> READING TEXT
-.-.-
It's my belief that the social phenomenon of paying money to physically exert oneself in public for a cause is profoundly distaff. Simply sending a check to Dana Farber would not fulfill the modern woman's need for the intense social experience offered by the BM. It would thus make complete sense for the BM to weight its qualification rules in favor of women.

If you're wondering, I ran 2:55 when I was 17, on a much harder course than Boston, and have never stopped running.


john cuthbert

Have a morning heat and an afternoon heat and double the field!


It's kind of sad. People buy into this marketing mentality. Gotta run Boston. Gotta climb Everest. Gotta swim from Long Beach to Catalina. Why not decide for YOURSELF what some meaningful accomplishments would be for you instead of following the herd. There are probably a hundred marathons in the US that are more aesthetically pleasing than Boston.


I think Ben @ 11:58 hit the nail on the head.

There were a lot of people who had qualifying times for 2010 that didn't get to register because 2010 sold out, they were queued up and ready to go when registration for 2011 opened.
-.-.-
> EXERCISE 1
List every activity named after "Gotta" in the Boston Marathon comments.
> EXERCISE 2
Continue the Boston Marathon comments, picking up after their last sentence.

> EXCERPTED DATA
-.-.-
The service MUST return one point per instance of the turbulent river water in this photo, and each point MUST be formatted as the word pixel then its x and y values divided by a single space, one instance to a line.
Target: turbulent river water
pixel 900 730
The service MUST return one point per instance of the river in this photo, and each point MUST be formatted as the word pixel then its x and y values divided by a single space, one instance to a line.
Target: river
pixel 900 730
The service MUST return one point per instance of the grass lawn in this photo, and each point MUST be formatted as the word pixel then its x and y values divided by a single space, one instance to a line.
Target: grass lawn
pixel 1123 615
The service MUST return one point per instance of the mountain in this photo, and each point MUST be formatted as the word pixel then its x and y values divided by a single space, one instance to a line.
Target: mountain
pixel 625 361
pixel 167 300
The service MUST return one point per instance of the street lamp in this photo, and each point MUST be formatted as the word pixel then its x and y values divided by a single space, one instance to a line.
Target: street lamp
-.-.-
> EXPECTED ANSWER 1
Run Boston, climb Everest, swim from Long Beach to Catalina

> EXPECTED ANSWER 2
Tom G

The self-fulfilling prophecy is a distant second to too low entry fees

Having so much interest is actually strong evidence that the standards are very good. Any qualifying requirements will decrease the number of eligible participants. But in this case, making people think they are part of a selective group greatly increases demand among those who are eligible. That's true even with qualifying times that aren't too demanding for most dedicated runners (and there are plenty of spots that go to anyone who raises money for charity no matter how slow)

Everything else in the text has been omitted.